**WRITTEN TASK**
Lay out the lines of the records below as a JSON list of strings, one string per line with blank lines omitted, covering only the stretch from the line containing "For the wildlife monitoring study, find the car hood" to the line containing "xmin=73 ymin=286 xmax=155 ymax=382", both included.

**Collected data**
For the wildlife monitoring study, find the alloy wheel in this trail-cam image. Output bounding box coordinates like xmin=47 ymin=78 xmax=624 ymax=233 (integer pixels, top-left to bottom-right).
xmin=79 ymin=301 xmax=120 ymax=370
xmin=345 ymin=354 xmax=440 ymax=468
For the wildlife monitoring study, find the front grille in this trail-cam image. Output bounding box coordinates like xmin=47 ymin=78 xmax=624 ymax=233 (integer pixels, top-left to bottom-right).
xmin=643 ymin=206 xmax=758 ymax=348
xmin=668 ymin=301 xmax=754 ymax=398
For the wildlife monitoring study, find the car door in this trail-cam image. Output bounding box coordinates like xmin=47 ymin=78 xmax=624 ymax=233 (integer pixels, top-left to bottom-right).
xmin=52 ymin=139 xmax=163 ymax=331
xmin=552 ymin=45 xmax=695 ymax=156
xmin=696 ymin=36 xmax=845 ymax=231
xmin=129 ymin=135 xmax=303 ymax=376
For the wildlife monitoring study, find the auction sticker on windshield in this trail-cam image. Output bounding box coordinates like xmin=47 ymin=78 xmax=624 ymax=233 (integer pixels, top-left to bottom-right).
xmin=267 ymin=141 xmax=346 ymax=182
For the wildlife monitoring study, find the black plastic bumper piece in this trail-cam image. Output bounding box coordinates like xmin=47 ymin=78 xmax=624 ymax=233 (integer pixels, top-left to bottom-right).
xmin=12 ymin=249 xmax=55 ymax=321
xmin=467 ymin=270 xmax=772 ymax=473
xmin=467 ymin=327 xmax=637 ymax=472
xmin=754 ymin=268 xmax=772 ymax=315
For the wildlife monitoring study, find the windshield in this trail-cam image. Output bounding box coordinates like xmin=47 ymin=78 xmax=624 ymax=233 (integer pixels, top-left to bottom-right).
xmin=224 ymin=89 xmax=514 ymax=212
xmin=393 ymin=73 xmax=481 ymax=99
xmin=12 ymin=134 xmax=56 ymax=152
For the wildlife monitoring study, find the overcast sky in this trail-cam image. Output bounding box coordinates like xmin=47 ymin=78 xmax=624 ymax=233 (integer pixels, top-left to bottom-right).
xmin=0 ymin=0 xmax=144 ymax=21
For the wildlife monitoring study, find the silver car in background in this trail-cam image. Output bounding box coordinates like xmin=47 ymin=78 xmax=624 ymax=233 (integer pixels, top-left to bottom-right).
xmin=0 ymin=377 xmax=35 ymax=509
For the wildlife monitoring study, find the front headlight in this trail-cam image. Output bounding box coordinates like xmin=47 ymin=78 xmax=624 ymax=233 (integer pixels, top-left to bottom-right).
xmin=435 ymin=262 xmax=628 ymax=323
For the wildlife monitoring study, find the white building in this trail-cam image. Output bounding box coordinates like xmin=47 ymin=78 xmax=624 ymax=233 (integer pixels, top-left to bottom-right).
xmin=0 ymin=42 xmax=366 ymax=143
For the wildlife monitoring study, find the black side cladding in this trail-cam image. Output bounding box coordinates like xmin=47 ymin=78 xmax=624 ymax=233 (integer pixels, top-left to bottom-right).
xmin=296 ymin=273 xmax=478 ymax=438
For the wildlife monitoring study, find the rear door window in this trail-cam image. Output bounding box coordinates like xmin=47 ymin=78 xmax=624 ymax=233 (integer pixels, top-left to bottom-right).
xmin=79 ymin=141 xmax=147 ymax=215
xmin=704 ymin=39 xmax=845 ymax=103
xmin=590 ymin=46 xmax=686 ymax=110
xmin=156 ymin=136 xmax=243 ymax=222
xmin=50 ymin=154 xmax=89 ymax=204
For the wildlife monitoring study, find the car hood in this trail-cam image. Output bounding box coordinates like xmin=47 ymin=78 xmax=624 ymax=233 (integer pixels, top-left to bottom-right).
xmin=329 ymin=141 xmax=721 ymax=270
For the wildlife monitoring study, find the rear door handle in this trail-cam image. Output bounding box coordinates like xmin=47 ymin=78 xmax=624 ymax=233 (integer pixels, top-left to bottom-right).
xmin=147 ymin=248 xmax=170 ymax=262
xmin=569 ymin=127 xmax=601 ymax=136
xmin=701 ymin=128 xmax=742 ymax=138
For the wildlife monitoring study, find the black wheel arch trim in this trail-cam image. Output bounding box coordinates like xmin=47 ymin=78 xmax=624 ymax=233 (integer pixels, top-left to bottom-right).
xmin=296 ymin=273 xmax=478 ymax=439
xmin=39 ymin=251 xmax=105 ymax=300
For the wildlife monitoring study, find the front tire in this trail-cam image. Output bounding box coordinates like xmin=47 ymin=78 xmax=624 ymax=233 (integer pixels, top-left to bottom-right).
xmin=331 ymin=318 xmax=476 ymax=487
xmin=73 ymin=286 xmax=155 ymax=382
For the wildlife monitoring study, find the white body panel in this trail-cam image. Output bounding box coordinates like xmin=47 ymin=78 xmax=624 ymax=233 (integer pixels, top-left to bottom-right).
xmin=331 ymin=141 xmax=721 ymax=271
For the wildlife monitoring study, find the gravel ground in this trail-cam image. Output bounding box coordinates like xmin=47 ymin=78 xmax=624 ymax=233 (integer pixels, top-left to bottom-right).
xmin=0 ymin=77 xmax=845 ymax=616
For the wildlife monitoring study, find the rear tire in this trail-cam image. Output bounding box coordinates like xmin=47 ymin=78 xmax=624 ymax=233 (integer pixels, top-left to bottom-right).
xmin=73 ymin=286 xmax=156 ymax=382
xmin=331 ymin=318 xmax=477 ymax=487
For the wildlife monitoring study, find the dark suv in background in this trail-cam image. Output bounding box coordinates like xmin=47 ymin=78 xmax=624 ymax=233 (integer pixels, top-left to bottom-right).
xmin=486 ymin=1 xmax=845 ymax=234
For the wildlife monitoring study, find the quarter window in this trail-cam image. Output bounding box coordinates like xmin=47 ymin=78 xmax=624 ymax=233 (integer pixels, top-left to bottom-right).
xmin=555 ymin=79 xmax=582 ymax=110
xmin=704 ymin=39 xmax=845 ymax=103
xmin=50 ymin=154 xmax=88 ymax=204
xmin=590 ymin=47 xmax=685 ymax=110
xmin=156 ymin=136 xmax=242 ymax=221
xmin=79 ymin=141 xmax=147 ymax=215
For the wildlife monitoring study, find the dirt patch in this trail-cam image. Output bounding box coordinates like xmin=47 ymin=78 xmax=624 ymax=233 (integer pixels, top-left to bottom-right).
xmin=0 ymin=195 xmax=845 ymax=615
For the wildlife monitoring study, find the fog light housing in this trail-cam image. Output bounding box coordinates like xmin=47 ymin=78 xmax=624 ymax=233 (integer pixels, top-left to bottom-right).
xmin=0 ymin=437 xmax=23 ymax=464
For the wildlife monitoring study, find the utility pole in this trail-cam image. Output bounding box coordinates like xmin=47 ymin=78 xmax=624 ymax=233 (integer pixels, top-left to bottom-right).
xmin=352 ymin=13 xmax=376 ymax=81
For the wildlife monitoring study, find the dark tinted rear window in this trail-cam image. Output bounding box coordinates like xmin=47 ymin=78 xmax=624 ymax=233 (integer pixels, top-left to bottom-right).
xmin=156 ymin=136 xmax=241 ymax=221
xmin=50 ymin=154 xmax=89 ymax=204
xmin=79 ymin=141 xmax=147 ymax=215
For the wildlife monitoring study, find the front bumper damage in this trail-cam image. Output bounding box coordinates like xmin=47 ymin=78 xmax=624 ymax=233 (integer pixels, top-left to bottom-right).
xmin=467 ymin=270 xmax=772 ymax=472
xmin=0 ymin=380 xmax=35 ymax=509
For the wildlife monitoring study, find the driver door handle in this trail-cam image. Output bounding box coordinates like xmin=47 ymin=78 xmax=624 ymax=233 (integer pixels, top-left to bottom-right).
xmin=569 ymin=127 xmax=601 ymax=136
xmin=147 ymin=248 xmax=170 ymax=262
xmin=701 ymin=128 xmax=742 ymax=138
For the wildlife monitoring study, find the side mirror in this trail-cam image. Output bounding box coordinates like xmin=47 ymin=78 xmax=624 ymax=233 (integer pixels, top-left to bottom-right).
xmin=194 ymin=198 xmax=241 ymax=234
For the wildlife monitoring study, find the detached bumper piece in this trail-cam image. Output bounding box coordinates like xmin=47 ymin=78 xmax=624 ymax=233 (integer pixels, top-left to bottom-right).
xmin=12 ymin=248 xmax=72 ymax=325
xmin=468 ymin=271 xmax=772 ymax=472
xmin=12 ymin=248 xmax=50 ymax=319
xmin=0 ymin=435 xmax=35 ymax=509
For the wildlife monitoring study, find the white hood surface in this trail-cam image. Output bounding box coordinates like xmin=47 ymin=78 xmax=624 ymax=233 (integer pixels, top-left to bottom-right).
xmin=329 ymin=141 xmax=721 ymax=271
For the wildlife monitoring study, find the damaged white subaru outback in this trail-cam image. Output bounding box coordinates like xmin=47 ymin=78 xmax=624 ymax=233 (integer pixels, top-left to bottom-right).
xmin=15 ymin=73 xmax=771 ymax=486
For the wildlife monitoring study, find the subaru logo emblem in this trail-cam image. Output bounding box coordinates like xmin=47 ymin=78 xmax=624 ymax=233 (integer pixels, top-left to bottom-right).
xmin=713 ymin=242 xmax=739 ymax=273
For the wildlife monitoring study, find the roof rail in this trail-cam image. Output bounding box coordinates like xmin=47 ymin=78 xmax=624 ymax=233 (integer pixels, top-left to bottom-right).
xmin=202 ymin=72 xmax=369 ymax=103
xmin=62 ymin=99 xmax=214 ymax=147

**COMPLETE RESPONSE**
[
  "For the wildlife monitoring study, find the car hood in this trail-cam image. Output bounding box coordinates like xmin=47 ymin=78 xmax=624 ymax=233 (integer pixels, top-left to bottom-right).",
  "xmin=329 ymin=141 xmax=721 ymax=270",
  "For the wildlife monitoring study, find the rear door handle in this trail-cam image. Output bounding box coordinates like xmin=47 ymin=78 xmax=624 ymax=233 (integer pixels, top-left to bottom-right).",
  "xmin=147 ymin=248 xmax=170 ymax=262",
  "xmin=569 ymin=127 xmax=601 ymax=136",
  "xmin=701 ymin=128 xmax=742 ymax=138",
  "For the wildlife monitoring study, find the black wheel arch trim in this trail-cam image. Output bounding box coordinates like xmin=47 ymin=78 xmax=624 ymax=233 (integer pixels, top-left to bottom-right).",
  "xmin=296 ymin=273 xmax=478 ymax=439",
  "xmin=39 ymin=251 xmax=105 ymax=300",
  "For the wildlife monitoring study, find the front tire in this trail-cam image. Output bounding box coordinates like xmin=47 ymin=78 xmax=624 ymax=233 (integer pixels, top-left to bottom-right).",
  "xmin=331 ymin=318 xmax=476 ymax=487",
  "xmin=73 ymin=286 xmax=155 ymax=382"
]